▶ [TUGAS 1]:
Tuliskan kembali tanpa perubahan bagian teks tentang pembagian wajib dari "Wajib dilihat dari" sampai "dari perbuatan tadi.", keduanya ikut disertakan.
▶ [TUGAS 2]:
Sebutkan setiap kata berbeda yang diawali "Al-" dalam teks tentang pembagian wajib.

▶ [HALAMAN]:
◇ ◇ ◇ ◇

Wajib dilihat dari sudut pandang perilaku yang diperintahkan yakni terbagi menjadi dua, yaitu:
1)      Al-Wajib Al-Mu’ayyan
Arti Al-Wajib Al-Mu’ayyan yaitu bentuk kewajiban yang diperintahkan untuk melakukan perilaku tertentu dan tidak bisa diganti oleh perilaku yang lain. Mkasudnya disini ialah, jika mukallaf tidak melakukan kewajiban tertentu (khusus) maka tidak bisa dengan melaksanakan perbuatan lain untuk menggugurkan kewajibannya.
2)      Al-Wajib Al-Mukhayyar
Arti Al-Wajib Al-Mukhayyar yaitu bentuk kewajiban yang derintahkan oleh Allah SWT. untukmelaksanakan perbuatan tertentu dengan cara memilih salah satu dari perbuatan tadi.

◇ ◇ ◇ ◇

▶ [INFORMASI YANG DITAMPILKAN]:
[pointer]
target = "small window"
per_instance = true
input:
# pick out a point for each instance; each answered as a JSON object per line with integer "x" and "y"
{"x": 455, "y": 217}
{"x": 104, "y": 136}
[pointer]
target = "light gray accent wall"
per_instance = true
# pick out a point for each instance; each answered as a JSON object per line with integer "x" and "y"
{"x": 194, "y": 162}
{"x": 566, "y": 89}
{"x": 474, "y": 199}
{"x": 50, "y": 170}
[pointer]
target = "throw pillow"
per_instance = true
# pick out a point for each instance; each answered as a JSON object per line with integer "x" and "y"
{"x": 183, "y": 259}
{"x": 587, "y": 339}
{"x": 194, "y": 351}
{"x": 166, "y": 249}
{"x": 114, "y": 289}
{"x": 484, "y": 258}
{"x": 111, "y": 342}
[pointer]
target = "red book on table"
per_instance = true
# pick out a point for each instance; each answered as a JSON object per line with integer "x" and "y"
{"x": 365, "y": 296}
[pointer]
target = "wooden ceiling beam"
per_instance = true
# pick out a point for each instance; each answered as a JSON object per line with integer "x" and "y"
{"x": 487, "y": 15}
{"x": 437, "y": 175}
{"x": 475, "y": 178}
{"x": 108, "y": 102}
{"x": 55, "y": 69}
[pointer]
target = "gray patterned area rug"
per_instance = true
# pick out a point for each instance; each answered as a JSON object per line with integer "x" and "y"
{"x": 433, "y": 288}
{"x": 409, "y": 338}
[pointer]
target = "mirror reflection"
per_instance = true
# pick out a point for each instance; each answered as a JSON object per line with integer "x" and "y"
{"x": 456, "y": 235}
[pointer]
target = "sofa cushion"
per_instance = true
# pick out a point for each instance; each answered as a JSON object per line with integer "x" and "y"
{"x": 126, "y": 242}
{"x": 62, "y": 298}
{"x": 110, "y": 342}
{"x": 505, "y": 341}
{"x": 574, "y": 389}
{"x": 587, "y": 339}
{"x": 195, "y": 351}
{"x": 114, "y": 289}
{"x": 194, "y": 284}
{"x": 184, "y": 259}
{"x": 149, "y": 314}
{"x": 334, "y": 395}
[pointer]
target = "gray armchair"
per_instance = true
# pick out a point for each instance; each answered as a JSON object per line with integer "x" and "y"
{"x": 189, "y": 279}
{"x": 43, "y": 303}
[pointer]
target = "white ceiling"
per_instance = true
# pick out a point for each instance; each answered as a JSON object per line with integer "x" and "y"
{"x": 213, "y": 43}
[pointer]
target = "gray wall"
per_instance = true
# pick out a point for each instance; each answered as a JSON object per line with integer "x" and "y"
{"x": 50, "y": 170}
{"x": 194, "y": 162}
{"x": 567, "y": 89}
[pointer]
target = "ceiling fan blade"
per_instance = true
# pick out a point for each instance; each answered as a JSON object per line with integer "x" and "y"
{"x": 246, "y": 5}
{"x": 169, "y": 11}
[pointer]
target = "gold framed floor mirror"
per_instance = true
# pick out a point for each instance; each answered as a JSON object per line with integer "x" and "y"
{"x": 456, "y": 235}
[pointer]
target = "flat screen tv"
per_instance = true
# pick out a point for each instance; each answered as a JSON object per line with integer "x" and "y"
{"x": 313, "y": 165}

◇ ◇ ◇ ◇

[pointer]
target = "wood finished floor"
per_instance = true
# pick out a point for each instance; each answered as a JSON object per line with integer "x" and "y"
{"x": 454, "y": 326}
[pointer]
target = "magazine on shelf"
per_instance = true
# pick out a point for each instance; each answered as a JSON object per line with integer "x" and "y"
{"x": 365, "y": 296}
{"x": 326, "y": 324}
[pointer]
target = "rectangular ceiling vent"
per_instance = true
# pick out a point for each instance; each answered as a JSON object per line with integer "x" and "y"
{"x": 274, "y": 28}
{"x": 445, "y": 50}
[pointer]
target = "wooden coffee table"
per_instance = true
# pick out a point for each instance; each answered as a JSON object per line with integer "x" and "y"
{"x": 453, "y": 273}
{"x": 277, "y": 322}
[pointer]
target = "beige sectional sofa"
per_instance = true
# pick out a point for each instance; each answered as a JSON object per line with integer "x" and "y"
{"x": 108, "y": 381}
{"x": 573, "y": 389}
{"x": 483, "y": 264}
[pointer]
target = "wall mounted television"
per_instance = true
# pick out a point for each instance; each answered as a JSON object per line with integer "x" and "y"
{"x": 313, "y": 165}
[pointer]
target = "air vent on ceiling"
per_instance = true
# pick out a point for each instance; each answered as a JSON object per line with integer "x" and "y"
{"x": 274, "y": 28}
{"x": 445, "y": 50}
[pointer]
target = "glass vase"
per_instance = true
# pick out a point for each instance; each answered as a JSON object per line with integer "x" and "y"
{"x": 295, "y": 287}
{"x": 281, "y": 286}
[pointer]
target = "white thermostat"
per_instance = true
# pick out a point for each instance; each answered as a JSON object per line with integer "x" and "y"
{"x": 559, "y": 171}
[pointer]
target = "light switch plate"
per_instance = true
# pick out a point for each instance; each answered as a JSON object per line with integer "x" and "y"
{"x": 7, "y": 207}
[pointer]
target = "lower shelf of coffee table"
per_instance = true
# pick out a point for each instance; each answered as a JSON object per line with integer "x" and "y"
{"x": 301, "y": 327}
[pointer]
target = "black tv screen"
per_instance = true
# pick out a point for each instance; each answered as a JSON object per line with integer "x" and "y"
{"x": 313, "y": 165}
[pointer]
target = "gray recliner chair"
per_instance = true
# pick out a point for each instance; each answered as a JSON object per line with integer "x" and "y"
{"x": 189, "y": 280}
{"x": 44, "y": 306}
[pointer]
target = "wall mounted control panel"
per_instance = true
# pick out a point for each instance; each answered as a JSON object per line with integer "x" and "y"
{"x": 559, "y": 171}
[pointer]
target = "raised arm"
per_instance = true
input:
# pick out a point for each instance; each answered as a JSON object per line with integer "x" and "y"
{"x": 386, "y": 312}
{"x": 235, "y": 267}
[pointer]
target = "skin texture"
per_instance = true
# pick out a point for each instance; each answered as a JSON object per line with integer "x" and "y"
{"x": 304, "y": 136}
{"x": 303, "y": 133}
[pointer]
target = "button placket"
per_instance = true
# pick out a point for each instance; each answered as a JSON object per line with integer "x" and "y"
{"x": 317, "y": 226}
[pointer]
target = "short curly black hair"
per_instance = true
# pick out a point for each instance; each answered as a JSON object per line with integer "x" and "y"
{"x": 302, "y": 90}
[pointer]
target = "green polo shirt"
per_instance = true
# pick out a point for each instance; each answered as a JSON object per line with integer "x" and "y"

◇ ◇ ◇ ◇

▶ [JAWABAN TUGAS 1]:
Wajib dilihat dari sudut pandang perilaku yang diperintahkan yakni terbagi menjadi dua, yaitu:
1)      Al-Wajib Al-Mu’ayyan
Arti Al-Wajib Al-Mu’ayyan yaitu bentuk kewajiban yang diperintahkan untuk melakukan perilaku tertentu dan tidak bisa diganti oleh perilaku yang lain. Mkasudnya disini ialah, jika mukallaf tidak melakukan kewajiban tertentu (khusus) maka tidak bisa dengan melaksanakan perbuatan lain untuk menggugurkan kewajibannya.
2)      Al-Wajib Al-Mukhayyar
Arti Al-Wajib Al-Mukhayyar yaitu bentuk kewajiban yang derintahkan oleh Allah SWT. untukmelaksanakan perbuatan tertentu dengan cara memilih salah satu dari perbuatan tadi.

▶ [JAWABAN TUGAS 2]:
Al-Wajib, Al-Mu’ayyan, Al-Mukhayyar